> Exercise objective: What number of lines in the data below contain the string "base"? Answer with that number alone.

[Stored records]
☆ ☆ ☆ ☆ ☆
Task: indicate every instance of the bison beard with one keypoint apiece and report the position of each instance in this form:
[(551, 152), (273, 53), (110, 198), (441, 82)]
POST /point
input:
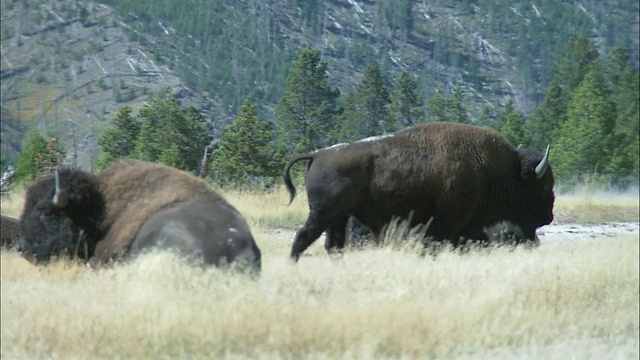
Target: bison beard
[(131, 207), (464, 177)]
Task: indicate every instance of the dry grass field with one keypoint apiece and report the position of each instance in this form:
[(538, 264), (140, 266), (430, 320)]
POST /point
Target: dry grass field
[(566, 299)]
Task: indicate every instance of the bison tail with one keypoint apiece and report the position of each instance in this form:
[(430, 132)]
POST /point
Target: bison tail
[(287, 178)]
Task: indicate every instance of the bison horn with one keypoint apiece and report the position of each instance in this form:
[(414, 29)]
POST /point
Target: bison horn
[(542, 166), (60, 198)]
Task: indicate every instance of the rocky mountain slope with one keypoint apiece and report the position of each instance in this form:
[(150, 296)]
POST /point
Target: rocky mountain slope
[(68, 65)]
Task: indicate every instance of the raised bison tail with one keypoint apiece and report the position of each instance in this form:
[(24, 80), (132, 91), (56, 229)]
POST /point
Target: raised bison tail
[(287, 178)]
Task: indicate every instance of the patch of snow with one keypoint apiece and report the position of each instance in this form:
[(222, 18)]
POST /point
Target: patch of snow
[(356, 6)]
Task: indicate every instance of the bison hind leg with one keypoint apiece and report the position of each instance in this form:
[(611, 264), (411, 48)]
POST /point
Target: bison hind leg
[(315, 225), (336, 236)]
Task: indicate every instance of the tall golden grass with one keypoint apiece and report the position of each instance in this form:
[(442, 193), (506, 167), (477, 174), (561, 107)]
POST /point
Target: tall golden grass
[(565, 299), (570, 299)]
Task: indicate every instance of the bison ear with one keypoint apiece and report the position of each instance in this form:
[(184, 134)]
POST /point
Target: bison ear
[(60, 198)]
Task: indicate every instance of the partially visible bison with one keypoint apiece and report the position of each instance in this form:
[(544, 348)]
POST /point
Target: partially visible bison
[(130, 207), (10, 229), (464, 177)]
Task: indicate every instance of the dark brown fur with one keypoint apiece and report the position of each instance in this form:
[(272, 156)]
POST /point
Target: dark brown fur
[(10, 229), (132, 206), (465, 177)]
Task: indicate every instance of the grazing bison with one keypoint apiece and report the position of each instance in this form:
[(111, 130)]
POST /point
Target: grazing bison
[(130, 207), (10, 229), (464, 177)]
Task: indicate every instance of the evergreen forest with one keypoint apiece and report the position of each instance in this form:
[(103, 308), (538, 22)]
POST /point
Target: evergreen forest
[(291, 92)]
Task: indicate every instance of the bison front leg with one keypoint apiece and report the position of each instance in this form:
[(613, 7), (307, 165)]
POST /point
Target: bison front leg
[(309, 233)]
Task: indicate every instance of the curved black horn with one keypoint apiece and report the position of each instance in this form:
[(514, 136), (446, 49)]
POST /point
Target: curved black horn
[(542, 166), (60, 198)]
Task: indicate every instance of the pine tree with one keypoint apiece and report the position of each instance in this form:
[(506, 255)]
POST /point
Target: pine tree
[(168, 129), (625, 84), (306, 112), (583, 144), (119, 141), (39, 157), (245, 154), (406, 104), (579, 55), (447, 108)]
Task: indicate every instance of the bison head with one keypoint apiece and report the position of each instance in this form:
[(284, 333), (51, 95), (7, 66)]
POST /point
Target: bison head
[(535, 200), (61, 211)]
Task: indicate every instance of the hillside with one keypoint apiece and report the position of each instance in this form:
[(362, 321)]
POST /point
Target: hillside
[(68, 65)]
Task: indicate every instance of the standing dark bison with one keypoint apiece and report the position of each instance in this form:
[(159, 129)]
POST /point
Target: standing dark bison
[(464, 177), (130, 207), (10, 229)]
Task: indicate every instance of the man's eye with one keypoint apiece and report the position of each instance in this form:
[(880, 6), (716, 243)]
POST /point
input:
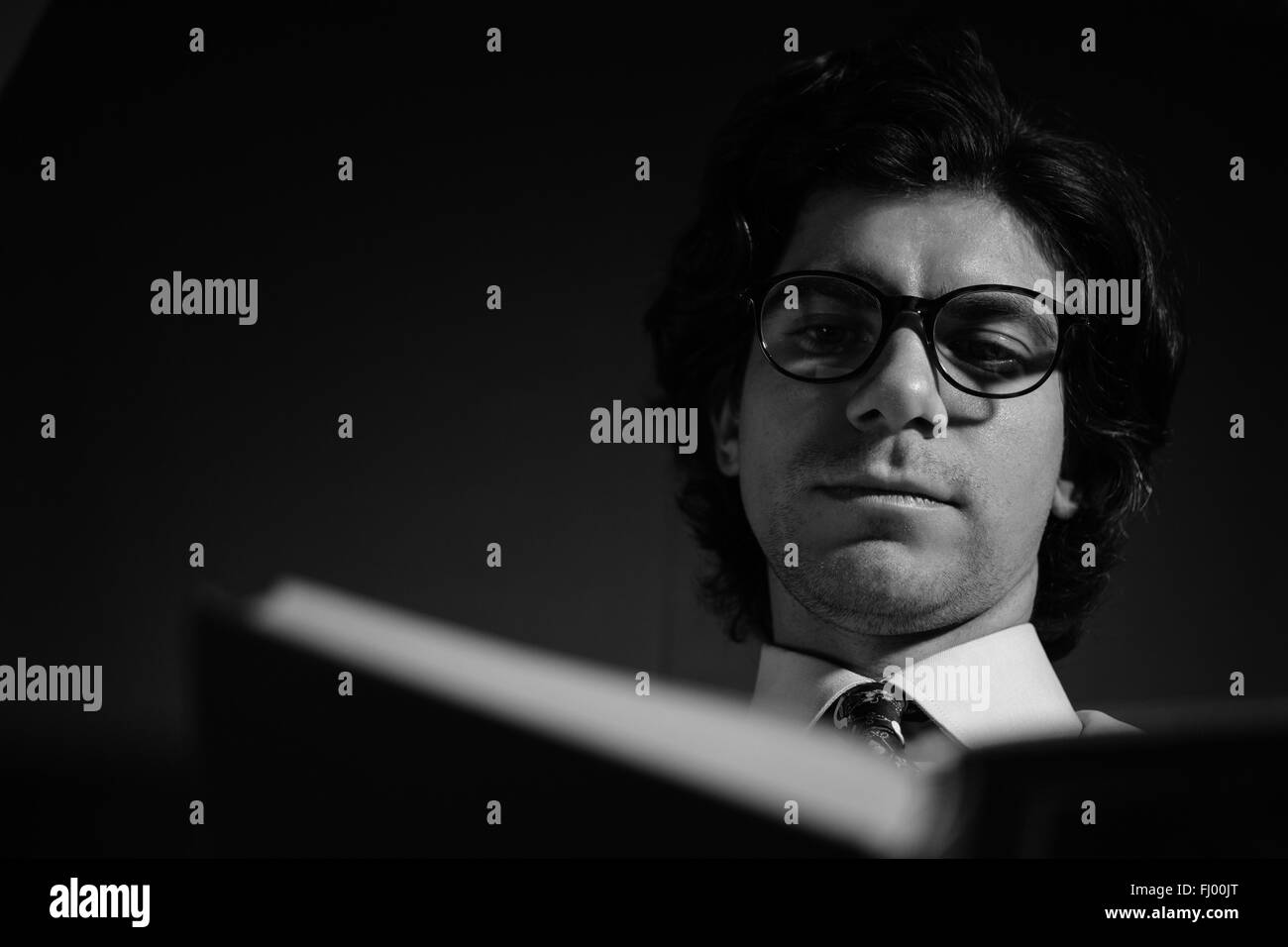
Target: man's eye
[(988, 354), (825, 338)]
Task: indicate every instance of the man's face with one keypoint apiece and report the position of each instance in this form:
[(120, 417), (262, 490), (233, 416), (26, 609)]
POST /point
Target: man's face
[(887, 565)]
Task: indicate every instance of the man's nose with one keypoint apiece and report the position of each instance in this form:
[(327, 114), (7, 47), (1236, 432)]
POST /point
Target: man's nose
[(902, 386)]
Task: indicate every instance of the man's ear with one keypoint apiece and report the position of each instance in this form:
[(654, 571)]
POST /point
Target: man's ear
[(725, 424), (1064, 504)]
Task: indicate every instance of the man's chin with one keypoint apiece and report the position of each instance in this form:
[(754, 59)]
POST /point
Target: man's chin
[(876, 578)]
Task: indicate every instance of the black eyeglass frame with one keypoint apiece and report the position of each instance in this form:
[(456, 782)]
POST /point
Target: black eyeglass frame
[(893, 307)]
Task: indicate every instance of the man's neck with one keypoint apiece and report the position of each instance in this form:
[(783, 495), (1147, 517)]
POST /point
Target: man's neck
[(871, 654)]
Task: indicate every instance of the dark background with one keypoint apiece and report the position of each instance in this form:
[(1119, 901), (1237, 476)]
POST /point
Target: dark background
[(472, 425)]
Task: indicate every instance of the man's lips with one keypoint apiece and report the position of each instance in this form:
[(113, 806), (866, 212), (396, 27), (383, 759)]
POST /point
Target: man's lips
[(893, 497), (887, 489)]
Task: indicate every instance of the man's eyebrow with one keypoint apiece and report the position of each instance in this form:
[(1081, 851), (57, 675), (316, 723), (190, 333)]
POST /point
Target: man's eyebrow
[(871, 275)]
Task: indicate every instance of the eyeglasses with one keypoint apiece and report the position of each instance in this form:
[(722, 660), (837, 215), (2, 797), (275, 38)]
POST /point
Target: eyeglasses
[(990, 341)]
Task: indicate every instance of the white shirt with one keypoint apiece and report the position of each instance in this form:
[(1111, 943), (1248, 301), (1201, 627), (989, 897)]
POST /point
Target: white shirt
[(996, 688)]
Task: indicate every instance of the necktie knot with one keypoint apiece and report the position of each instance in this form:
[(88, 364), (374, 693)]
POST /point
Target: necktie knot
[(874, 711)]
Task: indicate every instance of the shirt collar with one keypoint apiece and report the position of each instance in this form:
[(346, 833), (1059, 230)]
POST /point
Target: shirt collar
[(991, 689)]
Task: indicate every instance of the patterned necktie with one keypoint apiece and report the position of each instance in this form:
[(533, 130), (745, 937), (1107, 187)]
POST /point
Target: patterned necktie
[(872, 712)]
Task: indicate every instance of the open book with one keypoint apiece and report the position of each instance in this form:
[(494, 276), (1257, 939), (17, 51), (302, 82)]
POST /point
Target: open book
[(338, 724)]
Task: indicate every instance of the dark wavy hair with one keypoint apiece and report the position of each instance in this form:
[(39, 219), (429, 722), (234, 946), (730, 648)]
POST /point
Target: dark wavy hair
[(876, 118)]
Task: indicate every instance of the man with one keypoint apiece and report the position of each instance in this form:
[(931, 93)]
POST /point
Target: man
[(919, 464)]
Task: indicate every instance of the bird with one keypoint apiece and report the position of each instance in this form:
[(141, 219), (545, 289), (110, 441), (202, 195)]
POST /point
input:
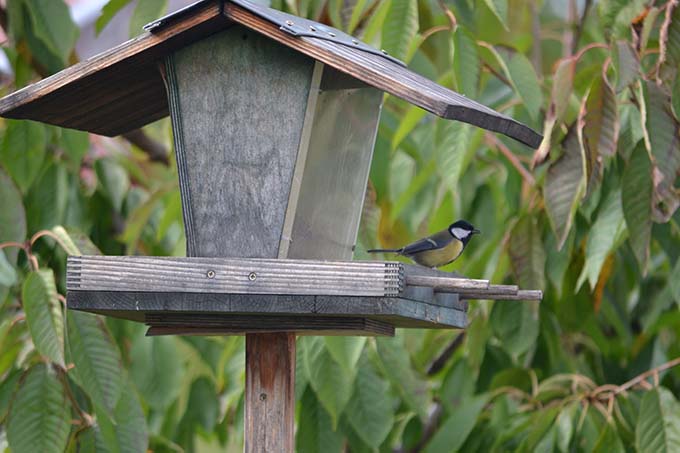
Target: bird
[(439, 249)]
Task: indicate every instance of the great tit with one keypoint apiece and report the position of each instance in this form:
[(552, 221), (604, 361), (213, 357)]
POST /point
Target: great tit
[(439, 249)]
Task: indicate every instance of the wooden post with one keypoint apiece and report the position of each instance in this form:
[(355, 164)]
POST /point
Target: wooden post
[(270, 393)]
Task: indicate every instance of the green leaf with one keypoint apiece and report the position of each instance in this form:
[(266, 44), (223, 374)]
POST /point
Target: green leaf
[(669, 37), (8, 276), (453, 151), (98, 368), (52, 25), (609, 441), (522, 76), (562, 89), (626, 63), (526, 253), (44, 315), (126, 431), (12, 216), (658, 427), (108, 12), (600, 119), (394, 359), (408, 122), (39, 419), (146, 11), (466, 63), (82, 242), (499, 8), (456, 429), (8, 388), (602, 238), (346, 351), (674, 280), (369, 410), (331, 383), (65, 241), (46, 201), (75, 144), (154, 370), (565, 186), (662, 138), (516, 325), (114, 181), (23, 151), (400, 27), (636, 200), (315, 432)]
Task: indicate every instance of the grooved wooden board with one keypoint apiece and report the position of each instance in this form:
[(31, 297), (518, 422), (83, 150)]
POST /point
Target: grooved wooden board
[(399, 312), (121, 89)]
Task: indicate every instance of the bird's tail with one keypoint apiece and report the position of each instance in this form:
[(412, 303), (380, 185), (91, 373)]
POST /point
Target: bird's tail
[(384, 251)]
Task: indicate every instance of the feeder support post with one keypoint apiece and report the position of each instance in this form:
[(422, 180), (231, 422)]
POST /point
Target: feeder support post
[(270, 393)]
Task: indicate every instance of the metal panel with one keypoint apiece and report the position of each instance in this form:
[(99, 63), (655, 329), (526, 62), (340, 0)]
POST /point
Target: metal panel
[(238, 104), (336, 171)]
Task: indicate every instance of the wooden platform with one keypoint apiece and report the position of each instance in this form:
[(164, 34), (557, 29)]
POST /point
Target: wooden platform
[(222, 296)]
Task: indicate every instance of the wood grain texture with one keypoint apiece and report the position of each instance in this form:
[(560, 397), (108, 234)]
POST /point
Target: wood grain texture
[(307, 325), (270, 393), (118, 90), (398, 311), (241, 106), (128, 92), (233, 276)]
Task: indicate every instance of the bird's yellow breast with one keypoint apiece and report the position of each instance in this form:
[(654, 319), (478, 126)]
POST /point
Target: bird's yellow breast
[(439, 257)]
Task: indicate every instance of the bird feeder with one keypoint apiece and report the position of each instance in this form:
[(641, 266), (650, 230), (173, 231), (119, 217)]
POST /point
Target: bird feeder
[(274, 120)]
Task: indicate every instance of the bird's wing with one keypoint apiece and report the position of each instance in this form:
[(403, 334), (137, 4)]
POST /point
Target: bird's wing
[(436, 241)]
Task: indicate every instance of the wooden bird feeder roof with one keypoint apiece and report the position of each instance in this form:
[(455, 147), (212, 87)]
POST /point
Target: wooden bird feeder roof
[(123, 89)]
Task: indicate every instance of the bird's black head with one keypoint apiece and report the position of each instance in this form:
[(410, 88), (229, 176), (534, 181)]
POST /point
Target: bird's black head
[(463, 230)]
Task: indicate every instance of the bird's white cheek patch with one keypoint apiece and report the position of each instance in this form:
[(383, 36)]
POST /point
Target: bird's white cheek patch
[(460, 233)]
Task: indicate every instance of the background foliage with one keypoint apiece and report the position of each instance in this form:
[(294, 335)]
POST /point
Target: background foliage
[(591, 218)]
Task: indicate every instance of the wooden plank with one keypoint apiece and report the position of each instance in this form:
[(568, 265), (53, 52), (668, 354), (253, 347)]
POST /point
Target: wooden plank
[(270, 393), (239, 324), (117, 90), (233, 276), (128, 92), (447, 283), (393, 310)]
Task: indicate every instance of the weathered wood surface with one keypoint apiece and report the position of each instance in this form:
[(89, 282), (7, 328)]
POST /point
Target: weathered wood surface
[(120, 89), (238, 101), (399, 312), (216, 324), (270, 393), (234, 276)]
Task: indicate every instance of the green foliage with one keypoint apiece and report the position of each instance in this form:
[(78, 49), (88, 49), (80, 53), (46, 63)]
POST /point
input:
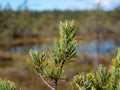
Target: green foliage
[(64, 51), (7, 85), (103, 79)]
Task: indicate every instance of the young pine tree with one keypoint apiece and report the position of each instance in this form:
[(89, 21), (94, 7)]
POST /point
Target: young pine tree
[(63, 52), (103, 79), (7, 85)]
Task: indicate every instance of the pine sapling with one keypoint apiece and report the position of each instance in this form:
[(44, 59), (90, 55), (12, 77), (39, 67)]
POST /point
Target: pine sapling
[(102, 79), (64, 52)]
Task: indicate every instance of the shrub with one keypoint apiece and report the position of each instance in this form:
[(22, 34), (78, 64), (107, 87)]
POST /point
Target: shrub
[(7, 85)]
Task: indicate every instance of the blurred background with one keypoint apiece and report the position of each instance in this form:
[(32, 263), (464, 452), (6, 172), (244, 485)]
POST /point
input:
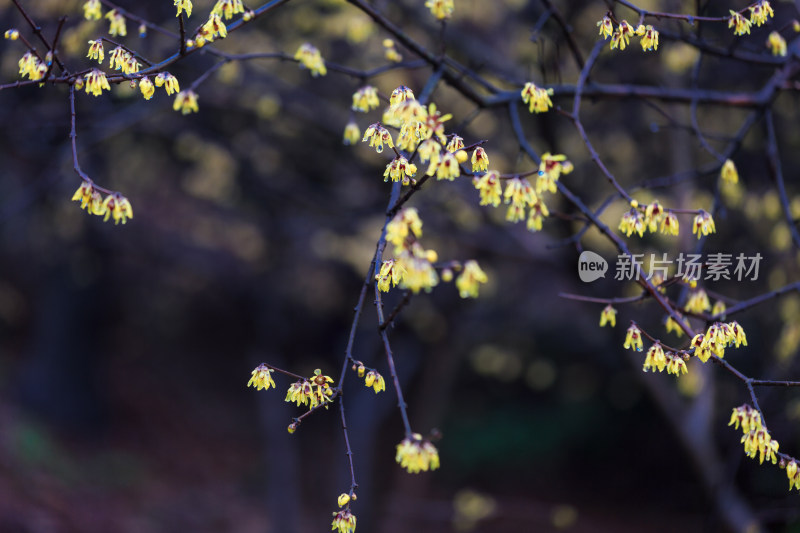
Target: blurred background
[(125, 350)]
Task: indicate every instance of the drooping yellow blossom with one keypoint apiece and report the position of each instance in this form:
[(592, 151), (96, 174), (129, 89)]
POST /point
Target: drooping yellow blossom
[(703, 224), (375, 380), (399, 169), (632, 222), (698, 302), (608, 316), (351, 133), (310, 58), (365, 99), (417, 455), (147, 88), (606, 27), (185, 102), (633, 339), (96, 50), (262, 378), (227, 8), (169, 82), (747, 417), (489, 187), (551, 167), (669, 224), (759, 441), (739, 24), (390, 52), (729, 173), (378, 136), (760, 13), (183, 6), (456, 143), (777, 44), (675, 364), (441, 9), (479, 160), (96, 81), (537, 213), (117, 207), (344, 521), (468, 282), (655, 359), (117, 26), (90, 199), (92, 10), (649, 37), (448, 168), (537, 98)]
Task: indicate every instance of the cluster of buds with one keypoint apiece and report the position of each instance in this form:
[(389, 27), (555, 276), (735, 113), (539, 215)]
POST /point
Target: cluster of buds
[(719, 336), (113, 206)]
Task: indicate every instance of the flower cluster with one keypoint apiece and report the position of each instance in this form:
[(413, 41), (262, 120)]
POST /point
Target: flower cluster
[(719, 336), (417, 455), (312, 392), (261, 378), (537, 98), (608, 316), (114, 206), (310, 58)]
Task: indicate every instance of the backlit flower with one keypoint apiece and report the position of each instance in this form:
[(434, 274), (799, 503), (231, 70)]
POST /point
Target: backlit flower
[(417, 455), (261, 378)]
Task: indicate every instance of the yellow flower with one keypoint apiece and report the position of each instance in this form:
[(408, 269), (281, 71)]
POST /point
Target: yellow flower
[(343, 499), (698, 302), (118, 207), (310, 58), (537, 98), (606, 27), (185, 102), (777, 44), (344, 521), (669, 224), (183, 5), (351, 133), (448, 168), (608, 316), (169, 82), (146, 86), (703, 224), (468, 282), (633, 339), (95, 82), (228, 8), (655, 358), (479, 160), (649, 37), (417, 455), (400, 170), (117, 23), (378, 136), (739, 24), (375, 380), (760, 12), (262, 378), (92, 10), (365, 99), (96, 50), (729, 173), (489, 187), (441, 9)]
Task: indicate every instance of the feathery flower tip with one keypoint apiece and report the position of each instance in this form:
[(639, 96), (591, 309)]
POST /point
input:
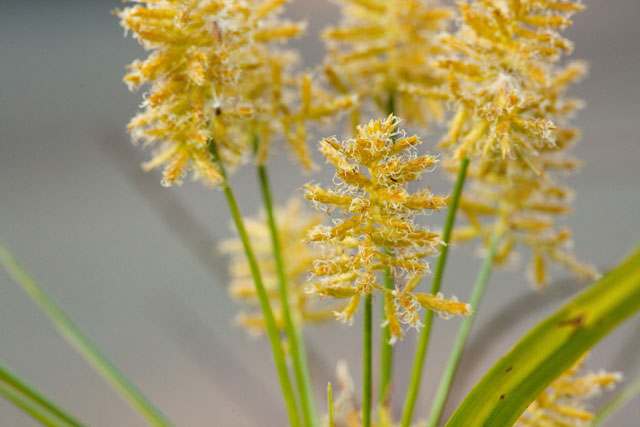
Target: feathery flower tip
[(374, 228)]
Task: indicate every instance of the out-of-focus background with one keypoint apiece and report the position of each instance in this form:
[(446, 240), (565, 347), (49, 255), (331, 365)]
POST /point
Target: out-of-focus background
[(133, 264)]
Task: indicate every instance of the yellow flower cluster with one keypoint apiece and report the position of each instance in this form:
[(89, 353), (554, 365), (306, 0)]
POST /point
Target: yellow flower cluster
[(293, 224), (385, 49), (563, 402), (511, 122), (376, 229), (211, 75)]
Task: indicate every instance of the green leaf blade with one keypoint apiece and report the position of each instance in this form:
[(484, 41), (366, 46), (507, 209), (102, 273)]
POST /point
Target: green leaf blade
[(550, 348)]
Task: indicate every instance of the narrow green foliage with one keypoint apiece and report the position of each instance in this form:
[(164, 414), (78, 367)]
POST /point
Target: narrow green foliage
[(550, 348), (294, 335), (109, 372), (366, 361), (630, 392), (269, 320), (32, 402), (386, 352), (449, 373), (330, 400), (425, 333)]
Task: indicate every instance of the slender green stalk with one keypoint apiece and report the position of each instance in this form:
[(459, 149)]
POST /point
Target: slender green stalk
[(296, 343), (29, 407), (625, 396), (386, 351), (12, 385), (550, 348), (463, 333), (366, 361), (330, 399), (269, 320), (423, 343), (109, 372)]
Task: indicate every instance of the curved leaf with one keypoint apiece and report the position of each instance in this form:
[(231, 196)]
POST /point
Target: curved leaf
[(550, 348)]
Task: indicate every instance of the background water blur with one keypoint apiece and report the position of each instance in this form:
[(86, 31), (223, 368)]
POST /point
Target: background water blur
[(107, 241)]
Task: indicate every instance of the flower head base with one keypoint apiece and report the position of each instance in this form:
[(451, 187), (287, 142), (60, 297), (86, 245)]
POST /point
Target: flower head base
☆ ☆ ☆ ☆ ☆
> Solution to this exercise: 2